## GIVEN PASSAGE
The PDVSA 22s Must be Investigated
Without a proper, impartial investigation we’ll never know who walked off with hundreds of millions of the Venezuelan public's money in this plainly improper transaction.
It’s rare for a bond story to burst the banks of the financial sphere and permeate Venezuela’s broader political discussion, but that’s what happened this time. Since the Wall Street Journal reported that Goldman Sachs had purchased $2.8 billion (face value) of PDVSA 2022 6% bonds from the Venezuelan Central Bank, for just $865 million, Venezuela’s political sphere has finally awoken to just how irresponsibly our debt is being handled.
Now, as evidence mounts that the Venezuelan taxpayer got taken for a ride, it’s time to call for an impartial investigation of a transaction that just doesn’t pass the smell test.
To date, neither the Maduro administration, nor the Venezuelan Central Bank have confirmed the transaction, much less given details about prices, spreads and identities of the buyers.

Referring expression pointing data
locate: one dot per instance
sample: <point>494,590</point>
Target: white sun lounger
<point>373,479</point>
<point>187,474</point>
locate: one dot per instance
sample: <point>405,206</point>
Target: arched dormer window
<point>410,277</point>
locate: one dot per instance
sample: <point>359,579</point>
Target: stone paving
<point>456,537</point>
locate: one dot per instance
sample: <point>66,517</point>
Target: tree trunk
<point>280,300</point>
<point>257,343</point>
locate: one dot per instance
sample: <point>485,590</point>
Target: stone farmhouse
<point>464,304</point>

* * *

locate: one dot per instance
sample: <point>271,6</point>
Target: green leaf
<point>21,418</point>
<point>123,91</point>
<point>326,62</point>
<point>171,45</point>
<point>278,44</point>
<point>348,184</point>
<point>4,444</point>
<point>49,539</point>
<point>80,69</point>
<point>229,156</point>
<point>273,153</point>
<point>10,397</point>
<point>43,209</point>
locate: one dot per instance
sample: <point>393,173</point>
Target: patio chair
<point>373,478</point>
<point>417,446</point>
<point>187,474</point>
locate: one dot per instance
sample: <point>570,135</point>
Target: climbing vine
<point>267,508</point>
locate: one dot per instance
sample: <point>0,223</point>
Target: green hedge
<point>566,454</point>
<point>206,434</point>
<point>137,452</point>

## PROMPT 1
Retype the PDVSA 22s piece, beginning at the words "To date, neither" and stopping after "of the buyers.".
## PROMPT 2
According to the PDVSA 22s piece, how much did Goldman Sachs pay for the bonds?
## PROMPT 3
Which details about the transaction does the PDVSA 22s piece say have not been given?
None of the data is needed here.

## ANSWER SPACE 1
To date, neither the Maduro administration, nor the Venezuelan Central Bank have confirmed the transaction, much less given details about prices, spreads and identities of the buyers.

## ANSWER SPACE 2
$865 million

## ANSWER SPACE 3
Prices, spreads, and identities of the buyers